### Énoncé 1
Recopiez mot pour mot la partie des entrées qui commence à la ligne contenant « Target: young man in dark hoodie » et se poursuit jusqu'à la fin des entrées, ces deux bornes incluses.

+-------+

Ils sont 455 609 à avoir accordé leurs suffrages à Arnaud Montebourg. Sur près de 2,7 millions de votants c’est à la fois beaucoup et trop peu. Cela représente 17,2% des suffrages exprimés.
C’était trop peu pour figurer au second tour et leur candidat favori se retrouve éliminé de l’élection primaire. Il ne sera pas le candidat de la gauche à l’élection présidentielle. Et en même temps, c’est beaucoup. Parce qu’on attendait pas Arnaud Montebourg à ce niveau, parce que lorsque la campagne pour la primaire a débuté Arnaud Montebourg était perçu comme un petit candidat. Aussi, lui comme ses partisans voudraient que ça ne s’arrête pas là, pas tout de suite, qu’ils puissent encore jouer un rôle de premier rang dans cette élection, profiter déjà du statut qu’il vient d’acquérir.

+-------+

### Énoncé 2
Indiquez si chacune des affirmations suivantes concorde avec le texte sur Arnaud Montebourg, en répondant par oui ou par non et en citant exactement les mots du texte qui tranchent. (a) Arnaud Montebourg a recueilli 17,2 % des suffrages exprimés. (b) Arnaud Montebourg s'est qualifié pour le second tour de la primaire. (c) Au début de la campagne pour la primaire, Arnaud Montebourg était considéré comme un candidat de premier plan.

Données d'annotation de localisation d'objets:
+-------+

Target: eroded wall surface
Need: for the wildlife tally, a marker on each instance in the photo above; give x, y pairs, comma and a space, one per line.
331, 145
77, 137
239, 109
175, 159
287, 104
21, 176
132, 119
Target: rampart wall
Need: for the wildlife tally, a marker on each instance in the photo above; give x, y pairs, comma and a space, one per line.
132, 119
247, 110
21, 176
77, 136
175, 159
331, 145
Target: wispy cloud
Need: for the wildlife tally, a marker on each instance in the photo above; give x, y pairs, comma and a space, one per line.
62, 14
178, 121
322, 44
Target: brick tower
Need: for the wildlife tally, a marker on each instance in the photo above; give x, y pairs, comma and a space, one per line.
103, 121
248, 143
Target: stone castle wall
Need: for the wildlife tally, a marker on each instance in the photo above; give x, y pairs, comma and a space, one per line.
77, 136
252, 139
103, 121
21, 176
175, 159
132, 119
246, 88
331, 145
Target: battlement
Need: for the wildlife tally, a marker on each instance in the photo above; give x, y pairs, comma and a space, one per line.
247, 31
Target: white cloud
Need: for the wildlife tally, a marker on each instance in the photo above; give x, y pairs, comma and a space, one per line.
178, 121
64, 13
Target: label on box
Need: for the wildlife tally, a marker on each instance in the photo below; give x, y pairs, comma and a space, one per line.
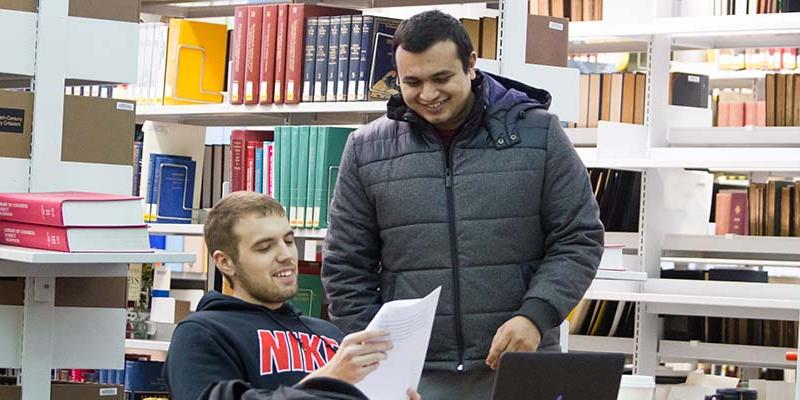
12, 120
124, 106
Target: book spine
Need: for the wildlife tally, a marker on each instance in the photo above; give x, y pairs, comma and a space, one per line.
365, 61
237, 160
34, 236
310, 59
280, 53
250, 167
355, 57
321, 66
333, 59
344, 58
269, 37
255, 16
34, 211
294, 50
239, 43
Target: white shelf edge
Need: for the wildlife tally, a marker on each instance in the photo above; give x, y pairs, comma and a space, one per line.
582, 137
764, 356
34, 256
759, 246
152, 345
734, 136
18, 42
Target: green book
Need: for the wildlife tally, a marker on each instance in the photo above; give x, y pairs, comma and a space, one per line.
333, 147
311, 176
309, 295
276, 164
302, 174
294, 167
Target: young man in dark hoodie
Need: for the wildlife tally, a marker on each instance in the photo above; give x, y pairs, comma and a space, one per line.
467, 183
254, 335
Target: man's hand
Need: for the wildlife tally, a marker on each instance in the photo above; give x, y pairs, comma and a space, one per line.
517, 334
358, 355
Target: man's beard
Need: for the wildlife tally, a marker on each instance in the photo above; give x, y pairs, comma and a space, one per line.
262, 294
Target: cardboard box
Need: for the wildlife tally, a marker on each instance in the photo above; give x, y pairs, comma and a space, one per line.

+-------+

### Corrigé complet 1
Target: young man in dark hoodie
Need: for the wildlife tally, a marker on each instance in the photo above; give x, y pairs, comma and a space, one per line.
467, 183
254, 335
Target: man's hand
Need: for the wildlife tally, a marker on each instance in the photo above; give x, y pairs, comma and a space, one per line.
517, 334
358, 355
Target: man's beard
Need: for the wildlife tally, a marker on each instance in the photo above; give x, y pairs, comma and a space, one per line.
262, 294
Target: cardboard box
Need: for the wildlife tally, a marker on each instance in the photo above; give x, y pairs, comma and a space, one per line.

### Corrigé complet 2
(a) Oui : « Cela représente 17,2% des suffrages exprimés. »
(b) Non : « C’était trop peu pour figurer au second tour et leur candidat favori se retrouve éliminé de l’élection primaire. »
(c) Non : « lorsque la campagne pour la primaire a débuté Arnaud Montebourg était perçu comme un petit candidat »